→ **Passage provided**:
★ ★ ★ ★ ★
Coursework I:
Learning Learning, From-Scratch
COMP0169 Team
The total points for this exercise is 100.
We will be using two datasets that we will provide to you: Iris and MNIST. You will be provided with two
subsets for each of the dataset, a training subset (XX train samples.npy and XX train labels.npy with
XX the name of the dataset) and a validation subset (XX val samples.npy and XX val labels.npy). We
withhold the test sub-sets of these two data sets and a hidden training set Hidden.
We will test correctness of your code on Hidden. An anonymised leader board with test subsets and on
Hidden will be published at Moodle.
Iris dataset contains the following features in order: sepal length, sepal width, petal length, petal width.
Classes names are: Iris Setosa for label 0, Iris Versicolour for label 1, and Iris Virginica for label 2.
Each exercise must be implemented from scratch. Libraries are allowed unless differently specified. We
encourage to test the correctness of results using libraries.
1 Line Fitting (10 points)
a Implement the normal equation solver function nsolve, which takes as input the matrix X and the
target vector y and returns the optimized weights w. (5 points)
1
b Implement lineFit(X,y) which should fit a linear function to the input data. Test your implementation
on the following task: predict with linear fitting the petal length (cm) of the Iris dataset using the three
remaining variables as inputs (sepal length (cm), sepal width (cm) and petal width (cm)). Report the
L2 loss on the validation set and plot a graph showing the correlation between y and your prediction
on the validation set (2 points)
★ ★ ★ ★ ★
→ **Listing**:
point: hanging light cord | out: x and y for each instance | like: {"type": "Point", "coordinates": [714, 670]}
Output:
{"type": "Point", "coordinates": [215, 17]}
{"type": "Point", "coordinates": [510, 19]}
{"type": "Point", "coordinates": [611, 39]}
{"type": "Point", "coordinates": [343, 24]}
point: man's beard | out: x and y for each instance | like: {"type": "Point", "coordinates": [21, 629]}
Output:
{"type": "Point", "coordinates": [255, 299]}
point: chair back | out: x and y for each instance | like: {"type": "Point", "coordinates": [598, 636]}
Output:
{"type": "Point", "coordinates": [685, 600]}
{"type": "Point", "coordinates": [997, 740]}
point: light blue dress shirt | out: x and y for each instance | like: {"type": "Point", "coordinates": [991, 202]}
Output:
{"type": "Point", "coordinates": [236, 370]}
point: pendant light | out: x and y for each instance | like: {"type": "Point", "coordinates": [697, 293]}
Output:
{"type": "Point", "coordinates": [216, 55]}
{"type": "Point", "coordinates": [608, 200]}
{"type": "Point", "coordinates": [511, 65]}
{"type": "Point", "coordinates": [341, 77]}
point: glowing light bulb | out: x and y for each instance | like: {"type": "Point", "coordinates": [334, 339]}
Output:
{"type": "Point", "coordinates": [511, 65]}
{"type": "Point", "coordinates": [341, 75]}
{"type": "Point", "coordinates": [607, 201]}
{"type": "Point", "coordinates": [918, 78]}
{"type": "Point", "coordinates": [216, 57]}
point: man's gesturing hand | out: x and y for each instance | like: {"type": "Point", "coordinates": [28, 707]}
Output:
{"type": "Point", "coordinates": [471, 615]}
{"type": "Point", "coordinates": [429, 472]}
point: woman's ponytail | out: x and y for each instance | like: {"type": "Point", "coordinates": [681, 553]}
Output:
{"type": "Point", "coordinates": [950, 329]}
★ ★ ★ ★ ★
→ **Task requirements**:
• A. Translate this sentence from the coursework text into Spanish: "Each exercise must be implemented from scratch."
• B. Please list every feature of the Iris dataset that the coursework text names, in the order given.
Answer from the coursework text alone.

→ **The solutions**:
• A. Cada ejercicio debe implementarse desde cero.

• B. sepal length, sepal width, petal length, petal width